> _To do_
Identify every line of the entries below that contains the word "white", and copy each such line in full.

> _Entries provided_
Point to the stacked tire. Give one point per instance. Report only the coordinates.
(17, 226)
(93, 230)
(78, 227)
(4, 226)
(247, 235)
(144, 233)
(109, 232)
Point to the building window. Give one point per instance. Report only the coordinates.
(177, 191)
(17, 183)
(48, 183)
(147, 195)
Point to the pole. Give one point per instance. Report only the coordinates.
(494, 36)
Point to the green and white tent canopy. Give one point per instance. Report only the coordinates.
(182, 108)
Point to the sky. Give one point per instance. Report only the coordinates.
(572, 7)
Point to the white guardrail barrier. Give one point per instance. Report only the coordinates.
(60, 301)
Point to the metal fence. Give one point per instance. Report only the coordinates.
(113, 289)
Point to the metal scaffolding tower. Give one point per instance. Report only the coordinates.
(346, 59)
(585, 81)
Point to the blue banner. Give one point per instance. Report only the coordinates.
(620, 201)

==

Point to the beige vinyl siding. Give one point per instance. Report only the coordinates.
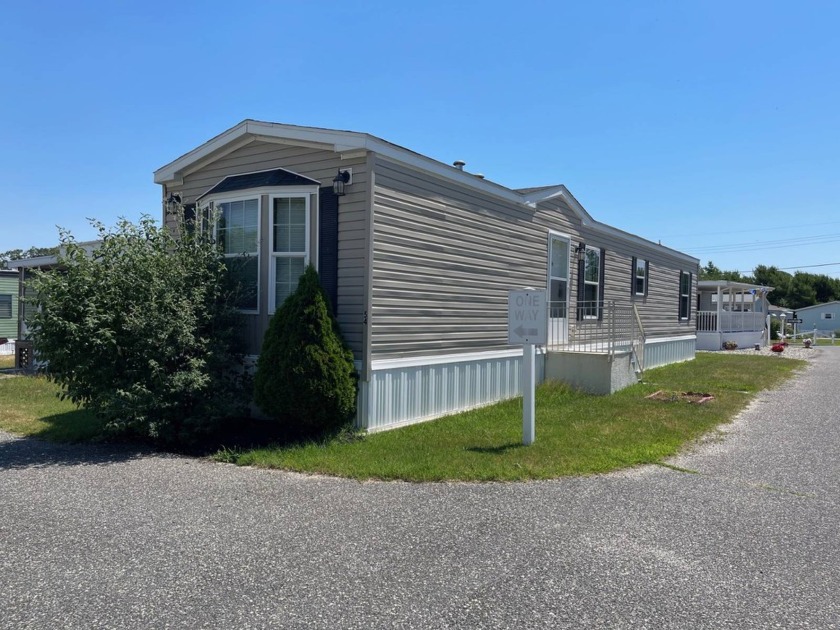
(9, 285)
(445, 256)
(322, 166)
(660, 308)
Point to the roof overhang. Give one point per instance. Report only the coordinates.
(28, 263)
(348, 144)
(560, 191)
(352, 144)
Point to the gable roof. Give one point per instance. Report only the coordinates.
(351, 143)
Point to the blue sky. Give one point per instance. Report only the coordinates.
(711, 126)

> _Answer to the task_
Point to the green and white tent canopy. Give one point per instance. Report only the coordinates.
Point to the white guardrail barrier. Give one point per instance. Report only the coordinates.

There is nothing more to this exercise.